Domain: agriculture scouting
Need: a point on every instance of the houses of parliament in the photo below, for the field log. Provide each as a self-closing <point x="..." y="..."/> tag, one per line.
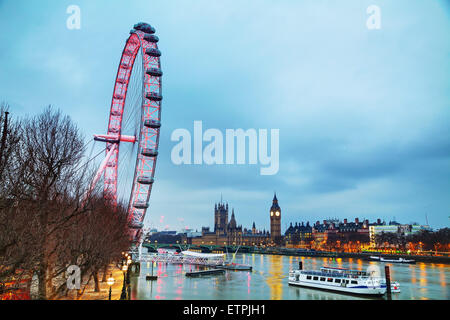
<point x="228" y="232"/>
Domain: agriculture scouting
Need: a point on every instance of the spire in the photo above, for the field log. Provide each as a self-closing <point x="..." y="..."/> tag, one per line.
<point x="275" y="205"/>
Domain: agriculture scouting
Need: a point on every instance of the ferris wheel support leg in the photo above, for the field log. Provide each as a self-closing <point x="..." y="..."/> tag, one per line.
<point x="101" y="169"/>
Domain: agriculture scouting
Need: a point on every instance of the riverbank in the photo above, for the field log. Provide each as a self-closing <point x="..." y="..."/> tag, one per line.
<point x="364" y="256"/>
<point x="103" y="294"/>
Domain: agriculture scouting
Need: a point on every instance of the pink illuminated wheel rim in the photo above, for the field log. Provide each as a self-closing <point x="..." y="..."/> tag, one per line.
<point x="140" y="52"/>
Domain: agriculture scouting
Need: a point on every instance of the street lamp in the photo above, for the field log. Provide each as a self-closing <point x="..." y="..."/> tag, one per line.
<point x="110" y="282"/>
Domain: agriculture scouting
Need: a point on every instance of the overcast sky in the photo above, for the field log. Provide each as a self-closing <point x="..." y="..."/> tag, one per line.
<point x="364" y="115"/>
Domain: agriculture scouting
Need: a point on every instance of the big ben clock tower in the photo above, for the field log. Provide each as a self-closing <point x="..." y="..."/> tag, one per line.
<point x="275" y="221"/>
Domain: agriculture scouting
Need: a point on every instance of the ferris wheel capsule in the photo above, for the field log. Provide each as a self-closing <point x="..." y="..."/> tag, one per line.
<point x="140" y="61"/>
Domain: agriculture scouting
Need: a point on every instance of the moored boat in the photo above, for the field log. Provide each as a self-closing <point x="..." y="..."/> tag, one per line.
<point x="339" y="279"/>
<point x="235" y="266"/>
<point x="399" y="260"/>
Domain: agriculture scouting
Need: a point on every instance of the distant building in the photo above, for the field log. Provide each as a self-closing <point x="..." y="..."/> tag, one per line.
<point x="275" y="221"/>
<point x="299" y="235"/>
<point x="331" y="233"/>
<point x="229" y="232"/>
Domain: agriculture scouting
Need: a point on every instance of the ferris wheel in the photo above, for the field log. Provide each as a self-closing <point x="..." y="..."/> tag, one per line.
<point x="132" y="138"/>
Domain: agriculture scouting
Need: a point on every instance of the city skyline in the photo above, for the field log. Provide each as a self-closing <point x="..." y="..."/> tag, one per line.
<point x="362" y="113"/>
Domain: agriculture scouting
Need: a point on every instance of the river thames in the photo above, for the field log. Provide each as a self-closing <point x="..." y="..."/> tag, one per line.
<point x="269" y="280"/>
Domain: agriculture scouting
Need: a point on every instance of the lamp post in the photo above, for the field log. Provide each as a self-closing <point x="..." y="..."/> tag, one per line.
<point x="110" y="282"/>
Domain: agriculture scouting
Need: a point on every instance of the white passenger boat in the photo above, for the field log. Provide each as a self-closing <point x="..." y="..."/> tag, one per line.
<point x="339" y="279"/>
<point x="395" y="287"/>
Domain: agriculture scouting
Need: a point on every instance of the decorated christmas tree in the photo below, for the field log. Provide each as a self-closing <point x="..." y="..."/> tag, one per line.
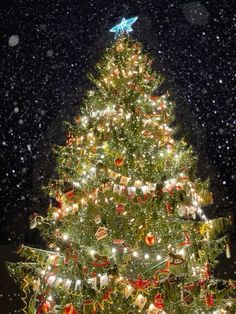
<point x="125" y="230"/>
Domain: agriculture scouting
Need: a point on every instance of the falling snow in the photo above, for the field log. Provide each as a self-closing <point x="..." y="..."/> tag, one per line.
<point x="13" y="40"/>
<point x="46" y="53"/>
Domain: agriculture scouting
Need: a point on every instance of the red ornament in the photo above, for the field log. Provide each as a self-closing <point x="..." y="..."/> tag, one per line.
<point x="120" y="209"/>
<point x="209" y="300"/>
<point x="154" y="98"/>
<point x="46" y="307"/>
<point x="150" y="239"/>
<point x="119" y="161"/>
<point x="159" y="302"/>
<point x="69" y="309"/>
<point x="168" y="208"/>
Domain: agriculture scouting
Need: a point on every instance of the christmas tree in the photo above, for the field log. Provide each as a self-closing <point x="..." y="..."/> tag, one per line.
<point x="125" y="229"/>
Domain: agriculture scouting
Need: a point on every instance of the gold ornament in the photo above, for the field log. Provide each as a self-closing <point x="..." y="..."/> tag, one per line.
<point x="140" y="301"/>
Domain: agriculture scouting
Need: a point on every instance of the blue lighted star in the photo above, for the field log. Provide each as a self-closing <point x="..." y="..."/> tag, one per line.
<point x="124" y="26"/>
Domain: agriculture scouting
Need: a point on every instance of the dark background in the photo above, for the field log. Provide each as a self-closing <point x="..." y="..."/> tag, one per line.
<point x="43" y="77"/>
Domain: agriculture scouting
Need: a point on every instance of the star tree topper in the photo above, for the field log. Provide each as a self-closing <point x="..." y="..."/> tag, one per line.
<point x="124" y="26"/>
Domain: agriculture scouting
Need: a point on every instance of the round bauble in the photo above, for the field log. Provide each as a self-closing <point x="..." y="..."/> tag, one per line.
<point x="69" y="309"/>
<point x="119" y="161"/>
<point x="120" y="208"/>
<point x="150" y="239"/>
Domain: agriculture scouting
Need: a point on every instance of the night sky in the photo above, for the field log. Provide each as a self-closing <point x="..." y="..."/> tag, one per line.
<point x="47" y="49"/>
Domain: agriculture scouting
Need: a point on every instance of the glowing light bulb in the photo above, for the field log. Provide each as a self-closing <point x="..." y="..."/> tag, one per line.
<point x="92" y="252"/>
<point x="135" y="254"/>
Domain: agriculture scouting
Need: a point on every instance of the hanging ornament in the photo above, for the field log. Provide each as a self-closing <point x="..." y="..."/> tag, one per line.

▸ Short problem:
Please show every line of the entries above that contains the word "lamp", copying each such line in full.

▸ Answer for this exercise:
Need: a point on every instance of the street lamp in the photo above, for the field log. Provide each as a self-closing <point x="..." y="..."/> tag, one per line.
Need: a point on every instance of the lamp post in the photo above, for the field log. Provide each as a self-closing <point x="..." y="..."/> tag, one per line.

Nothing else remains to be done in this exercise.